List every line in the data below that contains the word "trunk". Case counts.

──────── Extracted entries ────────

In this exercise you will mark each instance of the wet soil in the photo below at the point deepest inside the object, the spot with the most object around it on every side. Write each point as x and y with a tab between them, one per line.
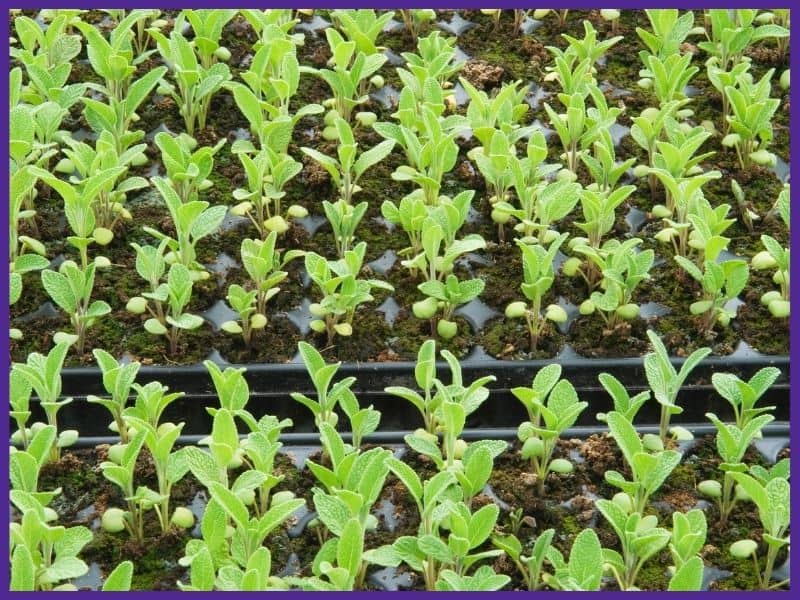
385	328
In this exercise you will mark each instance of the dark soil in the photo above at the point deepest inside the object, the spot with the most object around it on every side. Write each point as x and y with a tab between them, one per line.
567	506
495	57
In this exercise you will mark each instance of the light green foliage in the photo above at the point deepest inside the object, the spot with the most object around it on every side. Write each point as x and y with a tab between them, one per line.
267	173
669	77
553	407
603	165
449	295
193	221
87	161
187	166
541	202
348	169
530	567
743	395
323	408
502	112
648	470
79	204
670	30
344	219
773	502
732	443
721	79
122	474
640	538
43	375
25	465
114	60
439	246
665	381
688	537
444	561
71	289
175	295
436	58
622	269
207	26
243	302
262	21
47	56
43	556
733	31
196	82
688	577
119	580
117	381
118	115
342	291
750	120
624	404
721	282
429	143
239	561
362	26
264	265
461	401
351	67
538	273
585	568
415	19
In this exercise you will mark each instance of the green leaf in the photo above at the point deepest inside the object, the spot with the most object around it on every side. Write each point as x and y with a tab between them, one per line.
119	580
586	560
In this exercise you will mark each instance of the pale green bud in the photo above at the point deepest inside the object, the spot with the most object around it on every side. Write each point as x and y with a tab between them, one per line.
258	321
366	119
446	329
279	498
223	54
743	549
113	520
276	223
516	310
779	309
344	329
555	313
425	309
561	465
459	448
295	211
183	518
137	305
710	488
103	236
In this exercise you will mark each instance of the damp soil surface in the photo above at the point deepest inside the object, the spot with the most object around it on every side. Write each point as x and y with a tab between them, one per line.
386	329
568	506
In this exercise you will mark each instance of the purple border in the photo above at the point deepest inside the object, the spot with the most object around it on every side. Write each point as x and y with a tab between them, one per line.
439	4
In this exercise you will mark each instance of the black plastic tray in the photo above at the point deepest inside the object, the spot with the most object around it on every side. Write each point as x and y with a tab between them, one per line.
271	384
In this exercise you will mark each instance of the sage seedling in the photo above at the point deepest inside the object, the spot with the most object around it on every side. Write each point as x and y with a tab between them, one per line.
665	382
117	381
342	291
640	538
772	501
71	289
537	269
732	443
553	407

────────
──────── Extracted entries ────────

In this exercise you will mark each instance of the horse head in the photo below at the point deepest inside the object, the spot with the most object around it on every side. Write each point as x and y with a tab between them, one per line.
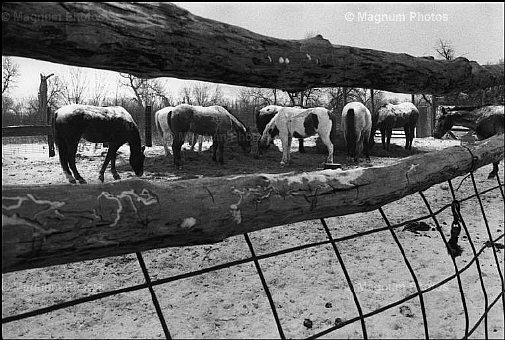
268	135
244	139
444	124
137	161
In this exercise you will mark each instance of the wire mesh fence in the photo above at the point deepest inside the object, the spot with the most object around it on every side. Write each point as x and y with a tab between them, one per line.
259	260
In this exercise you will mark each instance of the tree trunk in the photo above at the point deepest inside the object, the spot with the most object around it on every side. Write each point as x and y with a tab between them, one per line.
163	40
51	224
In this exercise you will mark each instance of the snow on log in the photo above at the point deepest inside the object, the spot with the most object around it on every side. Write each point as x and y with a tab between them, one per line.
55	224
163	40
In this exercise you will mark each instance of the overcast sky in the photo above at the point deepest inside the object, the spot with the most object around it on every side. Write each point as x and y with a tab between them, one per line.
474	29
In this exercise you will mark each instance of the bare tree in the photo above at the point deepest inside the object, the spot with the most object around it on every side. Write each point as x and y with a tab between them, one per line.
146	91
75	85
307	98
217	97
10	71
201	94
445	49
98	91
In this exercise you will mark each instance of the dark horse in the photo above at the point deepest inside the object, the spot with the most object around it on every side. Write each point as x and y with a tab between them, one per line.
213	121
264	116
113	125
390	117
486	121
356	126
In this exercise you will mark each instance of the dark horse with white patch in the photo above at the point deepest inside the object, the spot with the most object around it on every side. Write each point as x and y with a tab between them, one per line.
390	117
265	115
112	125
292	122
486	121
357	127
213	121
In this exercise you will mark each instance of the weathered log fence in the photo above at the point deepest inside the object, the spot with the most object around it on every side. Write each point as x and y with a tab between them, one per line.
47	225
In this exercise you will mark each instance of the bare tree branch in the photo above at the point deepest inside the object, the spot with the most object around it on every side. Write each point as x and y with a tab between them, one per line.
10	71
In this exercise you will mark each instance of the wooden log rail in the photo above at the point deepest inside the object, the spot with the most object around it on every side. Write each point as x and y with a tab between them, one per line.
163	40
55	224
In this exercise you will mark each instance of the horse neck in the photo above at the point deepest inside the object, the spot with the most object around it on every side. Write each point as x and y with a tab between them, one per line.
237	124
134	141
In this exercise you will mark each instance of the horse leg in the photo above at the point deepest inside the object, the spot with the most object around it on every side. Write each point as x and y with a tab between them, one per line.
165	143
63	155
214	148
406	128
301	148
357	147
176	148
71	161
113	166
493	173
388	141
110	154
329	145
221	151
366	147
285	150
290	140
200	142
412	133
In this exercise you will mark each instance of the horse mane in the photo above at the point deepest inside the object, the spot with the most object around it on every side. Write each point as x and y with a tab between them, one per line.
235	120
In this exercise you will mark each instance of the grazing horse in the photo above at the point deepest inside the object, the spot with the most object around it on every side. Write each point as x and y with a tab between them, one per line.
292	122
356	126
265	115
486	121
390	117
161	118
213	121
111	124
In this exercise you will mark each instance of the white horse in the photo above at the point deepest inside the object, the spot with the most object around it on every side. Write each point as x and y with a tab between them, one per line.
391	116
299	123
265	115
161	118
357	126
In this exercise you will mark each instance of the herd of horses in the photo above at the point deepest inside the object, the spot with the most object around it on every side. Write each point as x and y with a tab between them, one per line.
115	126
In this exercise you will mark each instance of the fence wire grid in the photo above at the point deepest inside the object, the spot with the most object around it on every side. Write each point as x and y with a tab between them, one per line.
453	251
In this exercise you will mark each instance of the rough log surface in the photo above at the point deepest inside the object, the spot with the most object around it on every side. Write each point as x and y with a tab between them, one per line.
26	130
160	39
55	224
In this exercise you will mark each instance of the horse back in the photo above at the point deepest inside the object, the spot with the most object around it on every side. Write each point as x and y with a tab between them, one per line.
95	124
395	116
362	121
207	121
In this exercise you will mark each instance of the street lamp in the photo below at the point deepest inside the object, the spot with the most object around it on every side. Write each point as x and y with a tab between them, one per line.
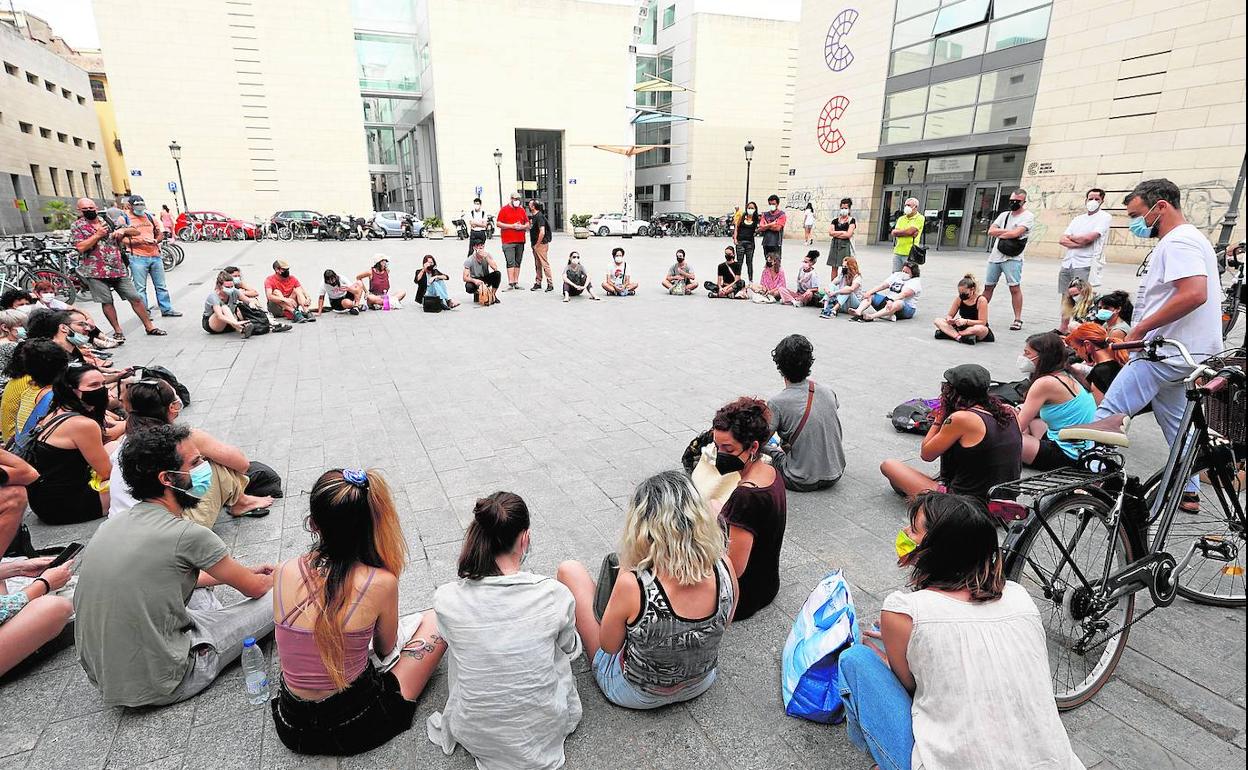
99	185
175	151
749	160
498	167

────────

■ **Output of the exercise**:
In this exercise you will mark each instance of the tree trunk in the photo above at the point deepest inside the object, the spot with the most object around it on every side. Write each point as x and y with a tab between them, one per line.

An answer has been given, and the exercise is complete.